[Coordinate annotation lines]

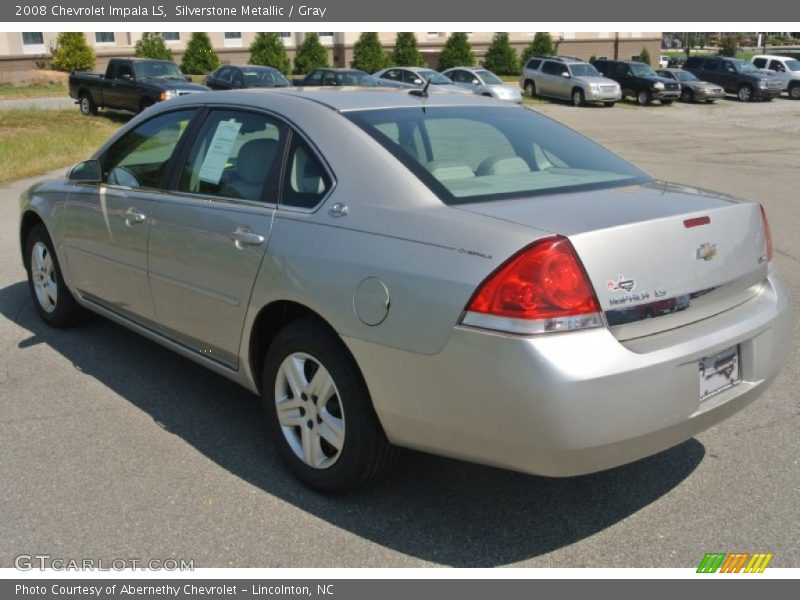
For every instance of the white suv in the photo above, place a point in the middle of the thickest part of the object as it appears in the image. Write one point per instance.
(786, 68)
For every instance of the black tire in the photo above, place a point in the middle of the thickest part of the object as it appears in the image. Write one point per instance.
(745, 93)
(530, 88)
(86, 104)
(366, 452)
(66, 312)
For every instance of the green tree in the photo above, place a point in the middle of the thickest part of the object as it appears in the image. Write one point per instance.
(541, 45)
(456, 52)
(406, 53)
(72, 53)
(268, 50)
(728, 45)
(151, 45)
(368, 53)
(501, 58)
(311, 54)
(199, 57)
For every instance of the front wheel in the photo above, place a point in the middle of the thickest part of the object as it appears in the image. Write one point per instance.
(52, 299)
(319, 410)
(745, 93)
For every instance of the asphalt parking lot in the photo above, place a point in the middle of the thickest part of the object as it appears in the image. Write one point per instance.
(113, 447)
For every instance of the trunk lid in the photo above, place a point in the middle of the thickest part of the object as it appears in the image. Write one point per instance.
(652, 267)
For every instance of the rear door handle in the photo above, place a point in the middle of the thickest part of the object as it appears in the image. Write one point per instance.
(134, 217)
(243, 236)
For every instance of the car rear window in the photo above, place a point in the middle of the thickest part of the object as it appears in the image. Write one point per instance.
(475, 154)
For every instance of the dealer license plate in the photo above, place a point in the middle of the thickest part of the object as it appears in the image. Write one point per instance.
(719, 372)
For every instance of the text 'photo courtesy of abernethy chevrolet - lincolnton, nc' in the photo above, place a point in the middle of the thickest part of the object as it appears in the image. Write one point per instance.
(401, 267)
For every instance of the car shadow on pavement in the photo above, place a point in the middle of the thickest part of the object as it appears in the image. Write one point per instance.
(435, 509)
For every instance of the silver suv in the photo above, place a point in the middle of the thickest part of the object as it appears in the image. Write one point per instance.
(568, 78)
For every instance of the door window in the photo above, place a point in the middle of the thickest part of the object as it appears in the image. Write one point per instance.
(236, 155)
(139, 158)
(305, 182)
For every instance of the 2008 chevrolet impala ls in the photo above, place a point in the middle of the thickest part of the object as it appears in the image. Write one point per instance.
(439, 272)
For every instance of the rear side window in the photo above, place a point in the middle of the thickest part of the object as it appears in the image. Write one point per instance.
(481, 154)
(235, 155)
(305, 181)
(139, 158)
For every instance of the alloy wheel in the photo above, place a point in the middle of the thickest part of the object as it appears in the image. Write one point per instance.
(309, 410)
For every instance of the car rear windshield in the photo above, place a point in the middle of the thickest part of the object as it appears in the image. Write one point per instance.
(477, 154)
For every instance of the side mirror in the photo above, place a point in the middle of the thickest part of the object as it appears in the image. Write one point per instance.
(88, 171)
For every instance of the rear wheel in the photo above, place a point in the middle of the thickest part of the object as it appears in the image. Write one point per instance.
(745, 93)
(530, 88)
(86, 104)
(320, 412)
(52, 299)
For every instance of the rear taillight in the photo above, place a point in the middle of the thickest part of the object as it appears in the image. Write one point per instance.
(543, 288)
(767, 233)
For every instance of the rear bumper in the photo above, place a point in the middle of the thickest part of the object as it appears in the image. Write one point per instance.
(572, 403)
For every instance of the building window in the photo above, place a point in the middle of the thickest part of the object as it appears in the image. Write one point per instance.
(233, 39)
(33, 43)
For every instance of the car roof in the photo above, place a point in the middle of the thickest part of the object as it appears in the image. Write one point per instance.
(341, 99)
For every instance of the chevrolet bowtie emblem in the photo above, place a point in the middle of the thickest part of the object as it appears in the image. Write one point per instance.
(706, 252)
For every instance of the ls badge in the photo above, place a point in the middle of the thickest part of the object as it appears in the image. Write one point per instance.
(706, 252)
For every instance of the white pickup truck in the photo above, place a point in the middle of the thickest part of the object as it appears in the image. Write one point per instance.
(784, 67)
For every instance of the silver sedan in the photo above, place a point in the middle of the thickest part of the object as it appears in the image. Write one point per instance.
(483, 83)
(447, 273)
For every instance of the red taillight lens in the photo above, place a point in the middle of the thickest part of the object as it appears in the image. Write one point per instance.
(544, 281)
(767, 233)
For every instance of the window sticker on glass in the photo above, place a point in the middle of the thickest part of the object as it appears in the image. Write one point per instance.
(219, 151)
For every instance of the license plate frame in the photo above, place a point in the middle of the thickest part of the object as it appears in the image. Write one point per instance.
(719, 372)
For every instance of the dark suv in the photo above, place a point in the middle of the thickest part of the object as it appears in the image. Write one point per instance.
(640, 81)
(736, 76)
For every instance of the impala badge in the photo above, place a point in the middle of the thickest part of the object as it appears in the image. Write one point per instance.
(706, 252)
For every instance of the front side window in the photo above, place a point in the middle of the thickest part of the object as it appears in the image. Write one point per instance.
(138, 159)
(481, 154)
(235, 155)
(305, 182)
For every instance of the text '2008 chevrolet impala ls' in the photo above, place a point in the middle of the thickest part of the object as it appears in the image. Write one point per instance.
(447, 273)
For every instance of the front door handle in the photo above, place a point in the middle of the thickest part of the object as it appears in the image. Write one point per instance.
(243, 236)
(134, 217)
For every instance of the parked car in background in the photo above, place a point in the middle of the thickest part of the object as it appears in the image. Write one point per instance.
(337, 78)
(413, 77)
(568, 79)
(639, 81)
(130, 84)
(439, 273)
(785, 68)
(692, 89)
(735, 76)
(483, 83)
(230, 77)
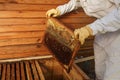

**EXERCISE OBJECTIVE**
Format the lines above as a JSON list of strings, one string per line, skipping blank lines. Leave the pictures out of the list.

**TASK RESPONSE**
[
  "For every instance of the white suv in the photo above, place a point in the middle of the thickest part of the object as it appears in the image. Write one point per instance.",
  "(786, 68)",
  "For every instance of the black tire in the photo above, place a point in the middle of the thickest part of the object as it appears in the image. Write one point per instance.",
  "(745, 93)",
  "(530, 88)",
  "(86, 104)",
  "(366, 452)",
  "(66, 312)",
  "For every instance of the green tree in the photo above, place a point in the middle of the thickest part of the object as it appears in the image. Write one point per instance.",
  "(541, 45)",
  "(456, 52)",
  "(406, 53)",
  "(72, 53)",
  "(268, 50)",
  "(728, 45)",
  "(151, 45)",
  "(368, 53)",
  "(501, 58)",
  "(311, 54)",
  "(199, 57)",
  "For every instance of the front wheel in the photo above, place a point in the middle of the thickest part of the object as it appears in the image. Write one point per instance.",
  "(52, 299)",
  "(319, 410)",
  "(745, 93)",
  "For every instance of the asphalt parking lot in the photo above, place a point in the middle of the thickest part of the object as it appears in the image. Write one point per instance.",
  "(113, 447)",
  "For every instance of the trunk lid in the photo above, place a point in the middle of the thickest part of the object as it appears in the image. Write one point per instance.",
  "(652, 267)",
  "For every instance of the rear door handle in the photo above, place a point in the middle of the thickest part of the object as it appears in the image. Write one point per instance.",
  "(134, 217)",
  "(243, 236)",
  "For every instance of the car rear window in the photo above, place a point in the middle of the thickest part of the object as it appears in the image. Write one point per instance.",
  "(475, 154)",
  "For every instance of the dealer license plate in the photo above, place a point in the middle of the thickest part of the object as it appears in the image. Write one point per instance.",
  "(719, 372)",
  "For every instance of the text 'photo courtesy of abernethy chevrolet - lincolnton, nc' in the photo above, place a point in the middle of the thickest part of the object as it appears in the image. Write one point per instance.",
  "(401, 267)",
  "For every instance of the car shadow on pavement in the photo above, place a point in the middle of the thickest part of the object as it appears in the image. Write one point per instance.",
  "(435, 509)",
  "For every instance of the silver suv in the photo above, place a point in the middle of the thickest part of the object as it appears in the image. Write one point per instance.",
  "(568, 78)",
  "For every instance of the door window in the photo above, place a point in the middle of the thickest part of the object as it appears in the image. Write one point per instance.",
  "(236, 155)",
  "(139, 158)",
  "(305, 182)",
  "For every instance of the 2008 chevrolet impala ls in the photo above, place a point in the middle of the thickest part of the object as it appears in the image. Write one point per instance.",
  "(439, 272)",
  "For every instance of the rear side window in the photo above, place a point in the middle of the thickest part of the object as it appears in the image. Write one point per instance.",
  "(481, 154)",
  "(235, 155)",
  "(305, 181)",
  "(139, 158)",
  "For every instance of the alloy wheel in the photo above, place a point in the middle of the thickest part of the object as it appears in the image. Write one point per instance.",
  "(309, 410)",
  "For every instance of the car rear windshield in the photo above, place a point in the middle of the thickest part of the object as it appears in the image. Write one point per instance.",
  "(477, 154)",
  "For every instance of the side mirror in the photo above, place a point in the middle of the thickest part of the object as it appears in the image. Write one point per instance.",
  "(88, 171)",
  "For every instance of the rear wheel in the photo above, place a point in the middle of the thickest part of the object as it appears in the image. Write one point per instance.",
  "(745, 93)",
  "(530, 88)",
  "(86, 104)",
  "(320, 412)",
  "(52, 299)",
  "For every instance of the rear taillight in the photo above, place a point in the middle of the thickest part of the object as it appears in the image. Write one point per instance.",
  "(543, 288)",
  "(767, 233)",
  "For every instance of the rear bumper in the photo above, place a point in the middle of the thickest part of the object as it appears in the image. Write one point per instance.",
  "(572, 403)",
  "For every instance of the building window in the photo above, place a point in the middle of the thickest part of the object as it appears in the image. Write one point per instance.",
  "(233, 39)",
  "(33, 43)",
  "For every instance of the car roof in the photo above, place a point in the middle of the thickest part of the object as it appears in the image. Write one point per instance.",
  "(341, 99)",
  "For every instance of the chevrolet bowtie emblem in the photo above, place a point in the middle of the thickest part of the object as it appears in the image. Write one point per instance.",
  "(706, 252)",
  "For every instance of the ls badge in the photo above, place a point in the middle of the thickest part of the object as it appears in the image. Write one point per instance.",
  "(706, 252)",
  "For every instance of the white pickup truck in the photo above, place a point in the middle of the thickest part of the object as it appears in the image. Write one point per instance.",
  "(784, 67)",
  "For every instance of the silver sedan in the photo above, place a point in the middle of the thickest part of the object as it appears in the image. Write one point per instance.",
  "(483, 83)",
  "(447, 273)",
  "For every instance of the red taillight lens in the photo above, place a point in the middle of the thickest part of the object as it appears in the image. Write one point per instance.",
  "(544, 281)",
  "(767, 233)",
  "For every instance of the window sticker on glass in the photo above, place a point in the middle of the thickest part of the object as it appears in the image. Write one point per instance.",
  "(219, 151)",
  "For every instance of the license plate frame in the photo above, place a point in the middle of the thickest part of the object as it appears in the image. Write one point per instance.",
  "(719, 372)",
  "For every instance of the dark suv in the photo above, place a point in the middle of the thickest part of the object as it appears in the image. Write one point per instance.",
  "(640, 81)",
  "(736, 76)",
  "For every instance of the impala badge in the photo above, place a point in the middle of the thickest part of the object as it appears in the image. Write one point per instance.",
  "(706, 252)",
  "For every instance of the front side window in the photo above, place a point in the middle of the thickest part of the object as it appears in the image. Write one point per instance.",
  "(138, 159)",
  "(481, 154)",
  "(235, 155)",
  "(305, 182)",
  "For every instance of the text '2008 chevrolet impala ls' in the photo above, place a point in the middle of the thickest part of the object as it appears in the image. Write one point per instance.",
  "(447, 273)",
  "For every instance of the front door handle in the photo above, place a point in the middle of the thickest part of the object as it appears in the image. Write one point per instance.",
  "(243, 236)",
  "(134, 217)",
  "For every instance of the parked car in background in the photo above, place a point in the middle of the thickest part of the object as it appears in the image. Write one point per instance.",
  "(337, 78)",
  "(413, 77)",
  "(568, 79)",
  "(639, 81)",
  "(130, 84)",
  "(439, 273)",
  "(785, 68)",
  "(692, 89)",
  "(735, 76)",
  "(483, 83)",
  "(230, 77)"
]